## Work to complete
Rewrite the records below, replacing every "Note to the class" with "Instruction for the class" and leaving everything else as it is. Leave the pictures out of your answer.
——————
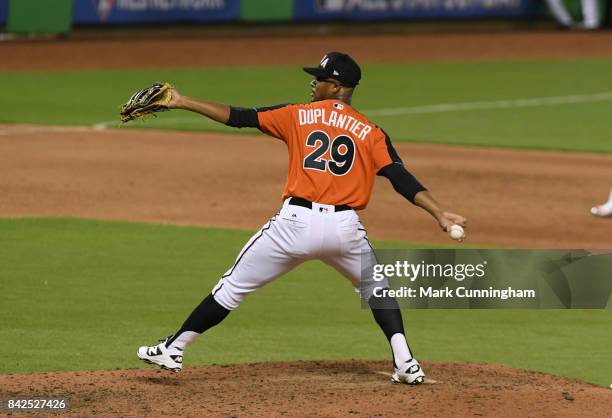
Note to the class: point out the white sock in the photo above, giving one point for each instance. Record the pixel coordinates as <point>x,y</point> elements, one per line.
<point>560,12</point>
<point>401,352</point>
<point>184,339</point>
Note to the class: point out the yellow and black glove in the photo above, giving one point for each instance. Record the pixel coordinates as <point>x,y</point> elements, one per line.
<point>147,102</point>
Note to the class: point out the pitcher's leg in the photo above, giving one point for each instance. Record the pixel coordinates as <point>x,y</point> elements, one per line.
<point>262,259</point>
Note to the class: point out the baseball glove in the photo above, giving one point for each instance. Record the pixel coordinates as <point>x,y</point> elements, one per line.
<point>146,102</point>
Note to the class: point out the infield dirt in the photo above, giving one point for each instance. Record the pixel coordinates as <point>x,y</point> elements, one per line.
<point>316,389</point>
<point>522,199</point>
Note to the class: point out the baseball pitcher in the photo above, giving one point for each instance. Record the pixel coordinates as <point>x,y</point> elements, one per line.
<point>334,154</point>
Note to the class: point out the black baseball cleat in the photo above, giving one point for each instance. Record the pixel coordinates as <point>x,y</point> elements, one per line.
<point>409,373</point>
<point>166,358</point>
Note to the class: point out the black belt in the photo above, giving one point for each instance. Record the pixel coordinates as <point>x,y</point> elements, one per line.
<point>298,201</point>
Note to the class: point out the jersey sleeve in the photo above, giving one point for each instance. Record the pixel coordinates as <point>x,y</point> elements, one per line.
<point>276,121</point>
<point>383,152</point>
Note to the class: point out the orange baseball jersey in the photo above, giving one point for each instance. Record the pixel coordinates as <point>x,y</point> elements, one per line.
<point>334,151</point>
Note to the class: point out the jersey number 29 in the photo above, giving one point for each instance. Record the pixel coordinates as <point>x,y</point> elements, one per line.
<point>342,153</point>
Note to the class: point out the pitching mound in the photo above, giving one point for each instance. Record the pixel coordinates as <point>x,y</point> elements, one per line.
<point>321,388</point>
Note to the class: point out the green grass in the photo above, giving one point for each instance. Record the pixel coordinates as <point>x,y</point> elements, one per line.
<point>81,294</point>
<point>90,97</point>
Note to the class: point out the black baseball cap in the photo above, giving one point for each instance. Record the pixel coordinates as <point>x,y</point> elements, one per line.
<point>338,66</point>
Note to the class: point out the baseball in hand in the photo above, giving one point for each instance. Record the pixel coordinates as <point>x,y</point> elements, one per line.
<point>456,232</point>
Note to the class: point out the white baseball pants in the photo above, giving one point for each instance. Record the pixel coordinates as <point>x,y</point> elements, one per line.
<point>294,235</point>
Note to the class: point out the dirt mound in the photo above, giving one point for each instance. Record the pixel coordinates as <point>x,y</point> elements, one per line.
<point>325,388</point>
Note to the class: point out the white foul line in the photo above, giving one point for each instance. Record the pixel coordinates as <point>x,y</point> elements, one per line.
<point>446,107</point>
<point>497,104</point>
——————
## Written response
Instruction for the class: point out the white sock in the photo above, giving one point for each instance. Record the pixel coordinates as <point>x,y</point> elements, one per line.
<point>560,12</point>
<point>401,352</point>
<point>184,339</point>
Instruction for the class: point out the yellow and black glove in the photo above, giving one point for each instance. Record the pixel coordinates as <point>x,y</point> elements, one per line.
<point>147,102</point>
Instruction for the class: point out the pitcher's leg in the photo above, giving one point for each instance. Record the pixel coordinates as <point>x,y</point> elements, one per line.
<point>262,259</point>
Instruction for the class: point out the baseball glove in the photo above, giving one point for each instance. Record the pixel coordinates as <point>x,y</point> elements, one per line.
<point>146,102</point>
Instruction for the class: point out the infield dirt in the photo above, giving one point for each instance. Record the pixel coordinates as <point>x,y</point> elements, one per line.
<point>316,389</point>
<point>522,199</point>
Instruction for the class: point out the baseball pitcher in the photo above, giving one point for each instance. Record the pixel coordinates as <point>x,y</point> elements, one per line.
<point>334,154</point>
Instruction for the class: point out the black baseball cleat in the photo above, giving one point for each instance. Record the pixel coordinates as <point>x,y</point> elements, one per line.
<point>409,373</point>
<point>166,358</point>
Instruction for the class: point out the black belt in the photo above, giving one point for each instance. Record the pixel coordinates as <point>x,y</point> elements, one per line.
<point>298,201</point>
Instruction for the class: point out the jersey sleeve in the photo above, giving one point for each instance. Record the pixel coordinates as <point>x,y</point> elements, one per line.
<point>276,121</point>
<point>383,152</point>
Instruction for the class: point out the orange baseball jersey in the photo above, giving one point for each instance. Record the pixel coordinates as <point>x,y</point> elements, one per line.
<point>334,151</point>
Instruction for the class: point out the jersey number 29 in the photo above, giving one point for each instance. Record the pixel coordinates as <point>x,y</point> elements, one per line.
<point>342,153</point>
Instruction for the class: point out the pitching mound in the photo above, giving one point for each instance. Record the pixel coordinates as <point>x,y</point> elements, one per line.
<point>321,388</point>
Instruction for the class: point out the green grass in the photo above, giving one point for each instance. Record the pixel coordinates as <point>x,y</point> elements, one per line.
<point>81,294</point>
<point>90,97</point>
Instruction for the class: point out the black baseball cap in the photo above, giving one point for each instance. Record the pixel coordinates as <point>x,y</point> elements, one per line.
<point>338,66</point>
Instruction for the class: point out the baseball in hand in the photo above, giving one point for each instance. Record the pixel coordinates as <point>x,y</point> elements, one per line.
<point>456,232</point>
Instruction for the class: point out the white baseball pants in the photo above, giving one point for each instance. Record the pixel coordinates as <point>x,y</point> elements, one per line.
<point>294,235</point>
Instruction for the class: point out the dirt mound in the photo above, giving one point for each instance. Record the pixel coordinates as <point>x,y</point> elements, one per line.
<point>325,388</point>
Instruction for the class: point out the white foul line in the photo above, giving one point for each instance. Record the pixel coordinates as <point>x,y</point> elements, one per line.
<point>446,107</point>
<point>497,104</point>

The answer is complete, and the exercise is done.